* start EXCERPT *

The city and the country

The city and the country: it’s all fun and games until…

For the first time in history, over half the world’s population lives in urban areas. The Dutch countryside, however, is rapidly developing as well. The city and the country are closely related and cannot be considered separately. Visitors of the exhibition “The City and the Country”, sometimes unaware, create their own spatial future.

The walls and floors of project space “De Fabriek” in Eindhoven are dotted with metal hooks. Between them, visitors weave pieces of rope to make their own fabric, as if they are building their own city or village in a landscape. This installation of string grows and changes as new visitors participate in the game. “The City and the Country” becomes a play-based investigation into spatial rules and liberties, and the collective creativity of the crowd.

* end EXCERPT *
* start RECORDS SHOWN *

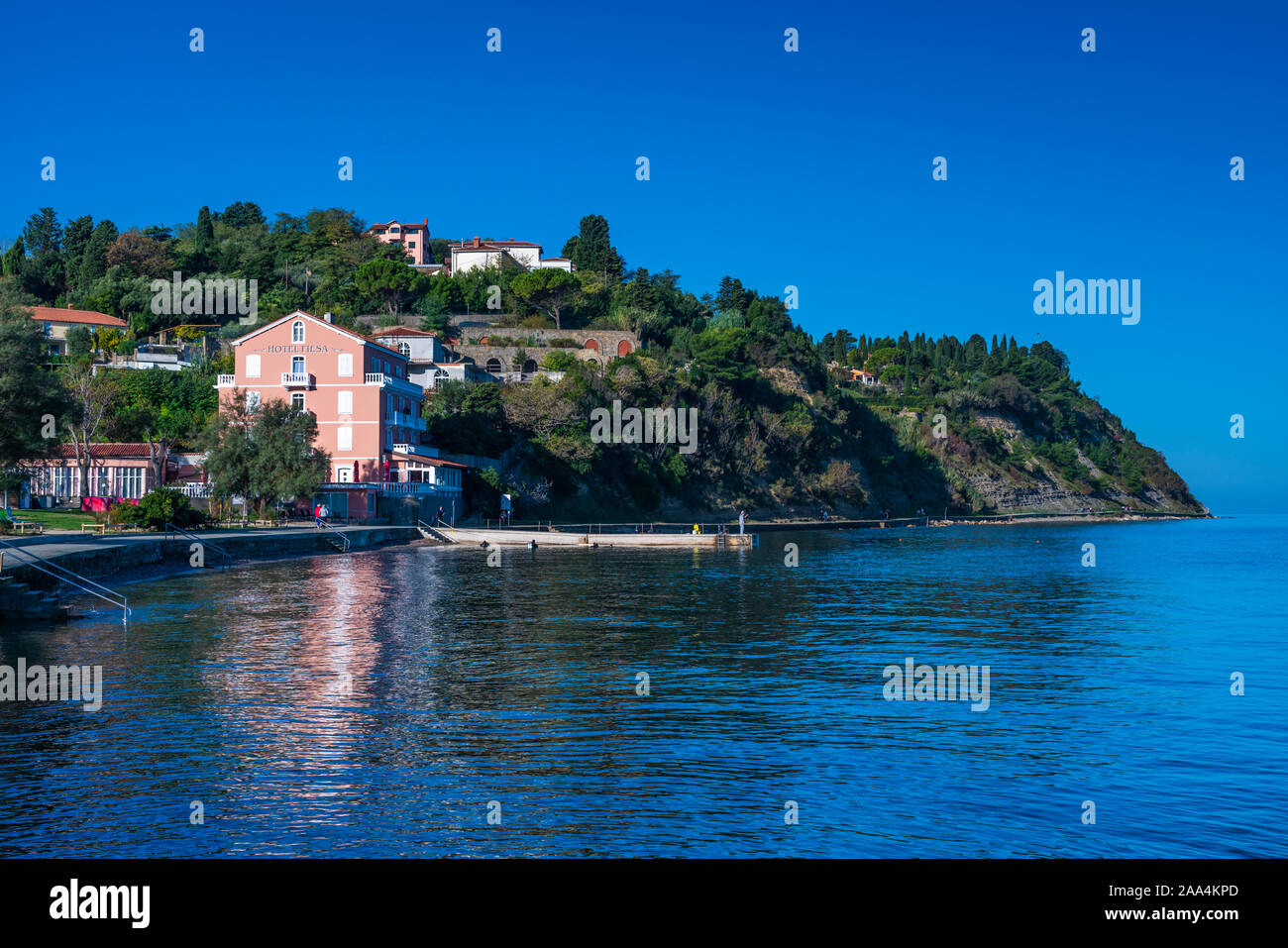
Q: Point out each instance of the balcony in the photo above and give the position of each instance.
(413, 488)
(393, 384)
(404, 420)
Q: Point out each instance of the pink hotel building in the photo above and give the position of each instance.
(368, 411)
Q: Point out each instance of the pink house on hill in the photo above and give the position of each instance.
(412, 237)
(117, 472)
(366, 408)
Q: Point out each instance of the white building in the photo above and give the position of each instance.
(481, 253)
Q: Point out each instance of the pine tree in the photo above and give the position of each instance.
(94, 261)
(75, 240)
(13, 258)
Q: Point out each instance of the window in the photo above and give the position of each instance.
(129, 483)
(65, 481)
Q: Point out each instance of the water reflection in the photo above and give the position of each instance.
(376, 703)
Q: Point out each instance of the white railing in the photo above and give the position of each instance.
(412, 488)
(389, 381)
(416, 450)
(404, 420)
(72, 579)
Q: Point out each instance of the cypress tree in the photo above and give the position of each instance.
(94, 260)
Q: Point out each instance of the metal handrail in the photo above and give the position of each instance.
(71, 578)
(228, 558)
(340, 533)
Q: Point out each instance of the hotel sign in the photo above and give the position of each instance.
(297, 350)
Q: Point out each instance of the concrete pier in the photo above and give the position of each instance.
(555, 536)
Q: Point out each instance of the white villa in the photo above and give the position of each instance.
(480, 253)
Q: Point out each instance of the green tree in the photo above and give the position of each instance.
(548, 290)
(75, 240)
(30, 395)
(94, 260)
(13, 258)
(265, 454)
(386, 281)
(80, 342)
(43, 273)
(592, 252)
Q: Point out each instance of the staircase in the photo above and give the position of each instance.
(18, 600)
(432, 533)
(336, 537)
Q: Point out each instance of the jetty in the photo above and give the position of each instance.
(589, 535)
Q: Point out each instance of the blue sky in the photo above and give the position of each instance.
(809, 168)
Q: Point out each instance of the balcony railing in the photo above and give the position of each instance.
(404, 420)
(389, 381)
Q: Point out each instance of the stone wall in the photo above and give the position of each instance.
(606, 344)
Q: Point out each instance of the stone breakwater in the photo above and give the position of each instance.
(99, 558)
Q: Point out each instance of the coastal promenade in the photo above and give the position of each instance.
(97, 557)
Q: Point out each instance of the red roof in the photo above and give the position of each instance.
(399, 331)
(106, 450)
(329, 325)
(397, 223)
(84, 317)
(430, 462)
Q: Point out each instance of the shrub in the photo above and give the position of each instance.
(559, 361)
(166, 505)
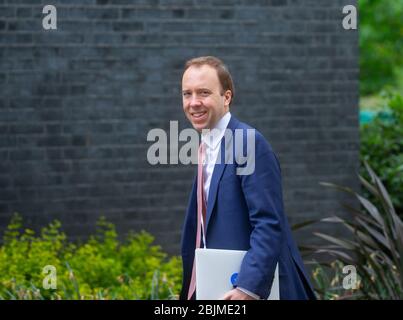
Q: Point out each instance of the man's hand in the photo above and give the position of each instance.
(236, 294)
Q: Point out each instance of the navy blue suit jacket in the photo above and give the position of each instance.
(245, 212)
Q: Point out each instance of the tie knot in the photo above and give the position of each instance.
(202, 152)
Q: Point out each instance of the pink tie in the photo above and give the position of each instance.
(201, 212)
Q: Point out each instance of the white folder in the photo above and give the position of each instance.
(216, 270)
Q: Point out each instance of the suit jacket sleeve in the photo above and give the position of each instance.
(263, 194)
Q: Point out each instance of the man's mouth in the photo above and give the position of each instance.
(198, 115)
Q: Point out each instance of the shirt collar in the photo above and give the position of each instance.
(214, 136)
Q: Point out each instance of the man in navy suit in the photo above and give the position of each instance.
(243, 211)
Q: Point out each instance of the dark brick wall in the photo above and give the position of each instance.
(76, 104)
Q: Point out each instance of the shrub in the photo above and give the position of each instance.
(382, 147)
(100, 268)
(380, 40)
(375, 247)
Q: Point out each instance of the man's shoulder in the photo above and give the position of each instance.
(261, 143)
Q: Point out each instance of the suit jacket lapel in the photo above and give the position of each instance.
(219, 169)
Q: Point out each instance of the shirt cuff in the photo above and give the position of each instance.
(255, 296)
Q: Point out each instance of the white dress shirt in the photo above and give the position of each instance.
(212, 139)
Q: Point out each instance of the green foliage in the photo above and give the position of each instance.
(101, 268)
(375, 245)
(328, 282)
(382, 147)
(381, 44)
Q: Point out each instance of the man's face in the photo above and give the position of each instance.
(203, 101)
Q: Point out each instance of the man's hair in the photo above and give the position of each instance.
(222, 71)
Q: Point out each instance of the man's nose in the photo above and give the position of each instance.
(194, 101)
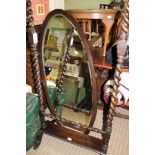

* end RECORDS SHOWN *

● GOAL 1
Translate this sentence from the exhibition text into Spanish: "The city and the country are closely related and cannot be considered separately."
● GOAL 2
According to the exhibition text, in which city is the project space "De Fabriek" located?
● GOAL 3
Reproduce the exhibition text from "The walls and" up to and including "of the crowd.".

● COMPLETE RESPONSE 1
La ciudad y el campo están estrechamente relacionados y no pueden considerarse por separado.

● COMPLETE RESPONSE 2
Eindhoven.

● COMPLETE RESPONSE 3
The walls and floors of project space “De Fabriek” in Eindhoven are dotted with metal hooks. Between them, visitors weave pieces of rope to make their own fabric, as if they are building their own city or village in a landscape. This installation of string grows and changes as new visitors participate in the game. “The City and the Country” becomes a play-based investigation into spatial rules and liberties, and the collective creativity of the crowd.